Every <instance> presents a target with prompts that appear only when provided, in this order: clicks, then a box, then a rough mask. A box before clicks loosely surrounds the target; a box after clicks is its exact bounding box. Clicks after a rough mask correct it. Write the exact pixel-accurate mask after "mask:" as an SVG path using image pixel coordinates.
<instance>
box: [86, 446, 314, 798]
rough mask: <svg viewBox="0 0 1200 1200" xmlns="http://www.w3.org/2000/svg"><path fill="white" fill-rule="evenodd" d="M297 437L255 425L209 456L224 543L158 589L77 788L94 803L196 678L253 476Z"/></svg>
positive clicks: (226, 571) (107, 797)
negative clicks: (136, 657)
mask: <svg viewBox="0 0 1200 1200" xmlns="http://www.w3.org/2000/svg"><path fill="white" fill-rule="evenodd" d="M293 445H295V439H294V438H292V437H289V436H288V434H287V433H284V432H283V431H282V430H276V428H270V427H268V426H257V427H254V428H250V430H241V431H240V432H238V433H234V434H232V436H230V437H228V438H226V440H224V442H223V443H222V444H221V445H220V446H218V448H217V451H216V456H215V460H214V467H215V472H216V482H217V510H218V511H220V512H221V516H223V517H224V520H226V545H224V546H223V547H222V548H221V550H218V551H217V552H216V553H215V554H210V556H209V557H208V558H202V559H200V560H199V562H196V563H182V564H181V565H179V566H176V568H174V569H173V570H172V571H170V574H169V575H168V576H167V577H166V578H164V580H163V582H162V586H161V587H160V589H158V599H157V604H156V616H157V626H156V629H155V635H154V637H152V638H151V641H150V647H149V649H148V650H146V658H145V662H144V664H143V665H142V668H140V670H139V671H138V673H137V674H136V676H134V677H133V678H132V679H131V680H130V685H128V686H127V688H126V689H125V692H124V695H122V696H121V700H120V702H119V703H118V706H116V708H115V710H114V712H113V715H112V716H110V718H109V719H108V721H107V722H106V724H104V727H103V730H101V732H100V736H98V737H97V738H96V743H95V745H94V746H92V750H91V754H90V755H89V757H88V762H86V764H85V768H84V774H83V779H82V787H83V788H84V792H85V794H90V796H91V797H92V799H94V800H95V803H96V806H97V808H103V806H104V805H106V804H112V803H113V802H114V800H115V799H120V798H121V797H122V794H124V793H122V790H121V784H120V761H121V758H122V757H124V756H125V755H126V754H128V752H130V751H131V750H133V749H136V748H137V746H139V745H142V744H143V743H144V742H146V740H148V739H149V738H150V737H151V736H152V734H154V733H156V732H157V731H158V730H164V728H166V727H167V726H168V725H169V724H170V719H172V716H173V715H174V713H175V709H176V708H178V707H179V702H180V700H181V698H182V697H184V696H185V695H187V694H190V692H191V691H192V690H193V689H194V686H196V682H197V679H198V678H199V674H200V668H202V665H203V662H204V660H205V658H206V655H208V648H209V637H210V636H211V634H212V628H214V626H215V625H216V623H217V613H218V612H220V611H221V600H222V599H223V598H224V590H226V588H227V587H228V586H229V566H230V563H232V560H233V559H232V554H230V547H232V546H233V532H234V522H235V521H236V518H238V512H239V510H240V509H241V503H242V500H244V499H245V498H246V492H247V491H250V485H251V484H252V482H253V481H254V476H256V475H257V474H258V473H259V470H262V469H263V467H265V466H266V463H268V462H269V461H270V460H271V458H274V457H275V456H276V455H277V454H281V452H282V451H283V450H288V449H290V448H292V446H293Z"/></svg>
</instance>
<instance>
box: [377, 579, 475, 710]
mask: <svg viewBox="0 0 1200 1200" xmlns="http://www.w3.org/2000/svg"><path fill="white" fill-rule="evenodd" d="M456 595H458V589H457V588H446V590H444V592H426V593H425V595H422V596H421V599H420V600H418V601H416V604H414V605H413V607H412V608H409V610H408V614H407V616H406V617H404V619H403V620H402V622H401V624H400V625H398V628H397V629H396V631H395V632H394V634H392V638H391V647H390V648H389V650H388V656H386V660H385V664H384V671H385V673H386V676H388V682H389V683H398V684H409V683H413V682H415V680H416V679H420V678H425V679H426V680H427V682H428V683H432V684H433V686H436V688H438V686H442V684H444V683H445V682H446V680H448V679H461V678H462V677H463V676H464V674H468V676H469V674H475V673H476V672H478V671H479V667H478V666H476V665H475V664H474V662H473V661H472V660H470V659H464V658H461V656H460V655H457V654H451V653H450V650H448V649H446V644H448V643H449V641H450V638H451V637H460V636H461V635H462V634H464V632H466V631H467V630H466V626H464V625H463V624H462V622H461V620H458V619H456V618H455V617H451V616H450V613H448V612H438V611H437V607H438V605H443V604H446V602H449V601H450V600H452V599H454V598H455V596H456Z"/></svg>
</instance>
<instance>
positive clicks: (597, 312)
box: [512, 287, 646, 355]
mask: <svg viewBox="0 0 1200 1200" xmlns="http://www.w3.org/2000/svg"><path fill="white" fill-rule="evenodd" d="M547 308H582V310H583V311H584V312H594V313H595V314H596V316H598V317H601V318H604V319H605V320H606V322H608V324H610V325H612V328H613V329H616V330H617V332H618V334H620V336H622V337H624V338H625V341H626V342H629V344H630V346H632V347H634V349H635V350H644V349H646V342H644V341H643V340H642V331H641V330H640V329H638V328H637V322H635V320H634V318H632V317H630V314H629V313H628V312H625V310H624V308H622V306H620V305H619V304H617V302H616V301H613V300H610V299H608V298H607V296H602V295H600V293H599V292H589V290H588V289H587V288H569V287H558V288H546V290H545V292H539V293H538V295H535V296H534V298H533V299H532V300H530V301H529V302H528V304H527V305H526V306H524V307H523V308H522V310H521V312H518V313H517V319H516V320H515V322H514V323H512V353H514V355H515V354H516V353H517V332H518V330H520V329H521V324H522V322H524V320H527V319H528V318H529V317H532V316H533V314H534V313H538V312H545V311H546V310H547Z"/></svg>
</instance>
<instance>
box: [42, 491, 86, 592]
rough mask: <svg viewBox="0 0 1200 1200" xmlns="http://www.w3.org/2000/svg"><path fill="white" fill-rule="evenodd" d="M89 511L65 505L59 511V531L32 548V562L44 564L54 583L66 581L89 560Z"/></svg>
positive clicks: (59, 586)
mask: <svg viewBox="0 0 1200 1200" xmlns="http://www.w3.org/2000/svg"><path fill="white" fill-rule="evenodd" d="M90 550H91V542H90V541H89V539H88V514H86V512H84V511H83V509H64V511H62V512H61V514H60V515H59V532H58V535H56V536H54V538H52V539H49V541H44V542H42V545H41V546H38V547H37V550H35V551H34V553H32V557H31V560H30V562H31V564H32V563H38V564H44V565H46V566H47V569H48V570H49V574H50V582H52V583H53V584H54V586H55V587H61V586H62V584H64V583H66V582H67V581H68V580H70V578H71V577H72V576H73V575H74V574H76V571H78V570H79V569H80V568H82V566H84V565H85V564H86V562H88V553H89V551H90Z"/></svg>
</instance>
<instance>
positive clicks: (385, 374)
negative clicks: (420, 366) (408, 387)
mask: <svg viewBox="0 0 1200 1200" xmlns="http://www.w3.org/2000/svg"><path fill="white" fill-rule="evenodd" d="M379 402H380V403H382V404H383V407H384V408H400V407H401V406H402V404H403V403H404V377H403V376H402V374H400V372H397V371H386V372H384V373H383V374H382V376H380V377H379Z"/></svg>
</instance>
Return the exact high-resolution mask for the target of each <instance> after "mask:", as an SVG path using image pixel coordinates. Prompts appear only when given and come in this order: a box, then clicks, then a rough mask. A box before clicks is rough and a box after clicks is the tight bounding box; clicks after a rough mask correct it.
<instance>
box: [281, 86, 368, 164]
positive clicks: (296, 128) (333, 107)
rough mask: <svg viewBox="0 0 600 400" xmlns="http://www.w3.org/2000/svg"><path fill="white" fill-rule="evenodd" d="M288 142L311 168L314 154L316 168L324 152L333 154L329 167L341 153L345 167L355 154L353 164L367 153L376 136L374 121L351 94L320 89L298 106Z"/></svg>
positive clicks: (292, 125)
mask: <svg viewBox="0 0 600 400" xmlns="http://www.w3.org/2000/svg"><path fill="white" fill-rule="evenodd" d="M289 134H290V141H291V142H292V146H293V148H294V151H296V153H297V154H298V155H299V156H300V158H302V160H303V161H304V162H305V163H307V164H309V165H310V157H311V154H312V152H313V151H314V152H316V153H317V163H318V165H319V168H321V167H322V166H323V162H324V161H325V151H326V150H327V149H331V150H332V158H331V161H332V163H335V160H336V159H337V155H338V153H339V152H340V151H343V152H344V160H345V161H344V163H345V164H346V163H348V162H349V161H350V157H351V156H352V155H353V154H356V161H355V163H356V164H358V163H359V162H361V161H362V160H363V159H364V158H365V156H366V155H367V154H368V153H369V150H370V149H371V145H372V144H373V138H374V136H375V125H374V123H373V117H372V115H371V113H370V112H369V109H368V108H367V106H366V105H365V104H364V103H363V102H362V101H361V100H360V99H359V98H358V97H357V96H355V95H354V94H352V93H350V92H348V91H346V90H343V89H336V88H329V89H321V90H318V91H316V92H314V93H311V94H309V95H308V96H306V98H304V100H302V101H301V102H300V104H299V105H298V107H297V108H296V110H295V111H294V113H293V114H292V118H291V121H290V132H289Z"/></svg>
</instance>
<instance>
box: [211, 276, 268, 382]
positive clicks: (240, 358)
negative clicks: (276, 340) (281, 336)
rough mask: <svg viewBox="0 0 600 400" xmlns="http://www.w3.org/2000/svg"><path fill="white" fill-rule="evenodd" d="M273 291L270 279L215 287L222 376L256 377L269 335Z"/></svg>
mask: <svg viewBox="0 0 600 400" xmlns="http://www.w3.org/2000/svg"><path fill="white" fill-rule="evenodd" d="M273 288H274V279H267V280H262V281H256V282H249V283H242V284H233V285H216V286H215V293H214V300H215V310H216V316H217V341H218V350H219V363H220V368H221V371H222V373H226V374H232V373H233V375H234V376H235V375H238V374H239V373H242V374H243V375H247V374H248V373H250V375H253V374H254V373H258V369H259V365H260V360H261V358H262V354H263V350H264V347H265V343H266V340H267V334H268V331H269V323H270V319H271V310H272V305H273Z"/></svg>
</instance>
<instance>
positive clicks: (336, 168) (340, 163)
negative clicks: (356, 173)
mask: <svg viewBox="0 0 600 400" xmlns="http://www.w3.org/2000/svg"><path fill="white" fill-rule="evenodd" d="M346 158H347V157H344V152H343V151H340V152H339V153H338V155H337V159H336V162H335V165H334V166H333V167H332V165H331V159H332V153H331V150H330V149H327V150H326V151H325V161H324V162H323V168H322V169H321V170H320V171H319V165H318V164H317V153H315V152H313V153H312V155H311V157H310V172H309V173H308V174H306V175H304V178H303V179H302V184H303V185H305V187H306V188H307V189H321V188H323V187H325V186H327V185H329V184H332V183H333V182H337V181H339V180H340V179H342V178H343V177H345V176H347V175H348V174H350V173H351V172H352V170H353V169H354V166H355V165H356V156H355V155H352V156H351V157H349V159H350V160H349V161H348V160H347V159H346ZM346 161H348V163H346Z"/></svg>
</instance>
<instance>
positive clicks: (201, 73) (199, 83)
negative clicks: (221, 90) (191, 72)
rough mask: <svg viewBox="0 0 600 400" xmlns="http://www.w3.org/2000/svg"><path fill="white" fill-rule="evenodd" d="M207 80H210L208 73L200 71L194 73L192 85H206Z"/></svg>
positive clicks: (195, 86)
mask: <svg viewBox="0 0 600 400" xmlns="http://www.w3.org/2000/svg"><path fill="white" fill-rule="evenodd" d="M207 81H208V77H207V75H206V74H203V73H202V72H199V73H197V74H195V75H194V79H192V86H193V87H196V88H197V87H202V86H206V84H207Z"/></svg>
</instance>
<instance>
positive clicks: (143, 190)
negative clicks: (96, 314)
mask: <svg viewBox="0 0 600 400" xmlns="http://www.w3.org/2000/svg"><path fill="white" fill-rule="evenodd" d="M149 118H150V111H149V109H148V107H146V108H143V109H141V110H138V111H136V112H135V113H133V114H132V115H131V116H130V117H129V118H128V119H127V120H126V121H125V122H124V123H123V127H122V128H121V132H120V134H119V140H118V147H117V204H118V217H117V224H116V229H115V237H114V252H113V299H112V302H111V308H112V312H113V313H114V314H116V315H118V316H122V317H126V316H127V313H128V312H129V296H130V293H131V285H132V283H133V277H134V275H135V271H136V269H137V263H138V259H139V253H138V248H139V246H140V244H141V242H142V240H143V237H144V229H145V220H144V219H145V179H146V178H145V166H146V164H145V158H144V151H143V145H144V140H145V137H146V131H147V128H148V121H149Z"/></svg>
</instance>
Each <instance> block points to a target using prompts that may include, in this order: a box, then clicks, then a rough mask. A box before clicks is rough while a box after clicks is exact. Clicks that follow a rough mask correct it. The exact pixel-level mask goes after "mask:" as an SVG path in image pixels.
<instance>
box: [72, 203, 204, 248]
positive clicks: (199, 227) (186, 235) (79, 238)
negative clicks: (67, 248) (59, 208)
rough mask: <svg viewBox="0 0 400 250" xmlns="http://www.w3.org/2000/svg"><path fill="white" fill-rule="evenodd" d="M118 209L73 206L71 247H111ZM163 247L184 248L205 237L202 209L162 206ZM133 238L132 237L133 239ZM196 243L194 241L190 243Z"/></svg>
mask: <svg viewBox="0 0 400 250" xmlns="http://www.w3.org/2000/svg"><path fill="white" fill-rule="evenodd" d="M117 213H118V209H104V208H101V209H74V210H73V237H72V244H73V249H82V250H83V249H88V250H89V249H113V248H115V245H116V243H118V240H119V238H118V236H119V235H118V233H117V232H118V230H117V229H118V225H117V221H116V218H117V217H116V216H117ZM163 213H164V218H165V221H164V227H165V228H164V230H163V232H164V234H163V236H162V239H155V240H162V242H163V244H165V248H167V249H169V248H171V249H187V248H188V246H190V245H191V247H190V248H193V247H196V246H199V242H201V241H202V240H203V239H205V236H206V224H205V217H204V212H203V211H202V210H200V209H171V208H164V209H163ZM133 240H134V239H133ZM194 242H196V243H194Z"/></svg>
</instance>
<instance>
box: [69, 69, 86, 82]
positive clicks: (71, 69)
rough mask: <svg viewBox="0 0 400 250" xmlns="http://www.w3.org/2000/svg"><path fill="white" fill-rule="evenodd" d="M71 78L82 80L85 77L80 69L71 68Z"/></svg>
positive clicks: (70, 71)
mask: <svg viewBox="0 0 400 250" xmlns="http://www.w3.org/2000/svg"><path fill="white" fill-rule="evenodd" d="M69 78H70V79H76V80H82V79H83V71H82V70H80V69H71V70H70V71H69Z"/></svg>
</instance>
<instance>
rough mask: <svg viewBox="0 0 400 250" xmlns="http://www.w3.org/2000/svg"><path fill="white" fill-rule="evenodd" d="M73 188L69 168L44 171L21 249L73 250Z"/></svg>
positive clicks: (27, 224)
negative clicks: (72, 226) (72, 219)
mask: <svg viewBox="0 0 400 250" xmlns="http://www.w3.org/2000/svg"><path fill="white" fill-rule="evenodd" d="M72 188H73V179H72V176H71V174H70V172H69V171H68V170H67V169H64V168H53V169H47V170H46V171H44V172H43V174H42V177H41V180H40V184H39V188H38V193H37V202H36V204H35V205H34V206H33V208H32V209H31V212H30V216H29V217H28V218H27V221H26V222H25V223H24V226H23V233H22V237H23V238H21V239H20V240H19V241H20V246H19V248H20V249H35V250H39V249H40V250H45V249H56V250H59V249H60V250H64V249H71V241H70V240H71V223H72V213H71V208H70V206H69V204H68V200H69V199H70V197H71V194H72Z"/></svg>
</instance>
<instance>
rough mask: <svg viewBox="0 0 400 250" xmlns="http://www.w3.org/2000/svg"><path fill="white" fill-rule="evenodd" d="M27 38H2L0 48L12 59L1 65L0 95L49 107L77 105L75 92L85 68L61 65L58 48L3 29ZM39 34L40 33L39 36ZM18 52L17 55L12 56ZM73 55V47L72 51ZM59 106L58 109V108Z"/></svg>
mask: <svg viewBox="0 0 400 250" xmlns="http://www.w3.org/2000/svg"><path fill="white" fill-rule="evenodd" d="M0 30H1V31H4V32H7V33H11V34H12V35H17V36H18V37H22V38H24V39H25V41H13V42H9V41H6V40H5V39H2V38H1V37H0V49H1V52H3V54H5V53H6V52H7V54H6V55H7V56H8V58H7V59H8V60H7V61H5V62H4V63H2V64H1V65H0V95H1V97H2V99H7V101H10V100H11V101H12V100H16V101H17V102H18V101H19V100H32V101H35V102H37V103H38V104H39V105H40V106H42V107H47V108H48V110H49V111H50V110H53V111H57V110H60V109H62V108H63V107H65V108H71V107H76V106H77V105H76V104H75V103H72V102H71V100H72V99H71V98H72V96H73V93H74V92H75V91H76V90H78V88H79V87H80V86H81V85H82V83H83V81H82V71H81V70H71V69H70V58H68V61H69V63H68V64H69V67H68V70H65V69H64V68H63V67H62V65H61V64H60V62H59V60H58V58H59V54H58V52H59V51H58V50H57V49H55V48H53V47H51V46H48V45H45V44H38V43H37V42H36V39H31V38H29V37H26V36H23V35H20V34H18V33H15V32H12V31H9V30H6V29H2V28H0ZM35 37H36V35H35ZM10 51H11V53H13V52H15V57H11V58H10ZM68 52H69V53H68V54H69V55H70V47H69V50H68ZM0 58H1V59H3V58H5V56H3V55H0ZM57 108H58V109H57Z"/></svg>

*YOUR INSTRUCTIONS*: Repeat only what lies between the first line of the data and the line containing "positive clicks: (226, 571) (107, 797)", both of those lines included, exactly as it stands.

*EXERCISE SOLUTION*:
Every <instance> presents a target with prompts that appear only when provided, in this order: clicks, then a box, then a rough mask. A box before clicks loosely surrounds the target; a box after clicks is its exact bounding box. Clicks after a rough mask correct it. Write the exact pixel-accurate mask after "mask:" as an SVG path using image pixel coordinates.
<instance>
box: [86, 446, 314, 798]
rough mask: <svg viewBox="0 0 1200 1200" xmlns="http://www.w3.org/2000/svg"><path fill="white" fill-rule="evenodd" d="M297 437L255 425L209 456L224 543L158 589L77 788L94 803L196 678L253 476Z"/></svg>
positive clicks: (226, 571) (107, 797)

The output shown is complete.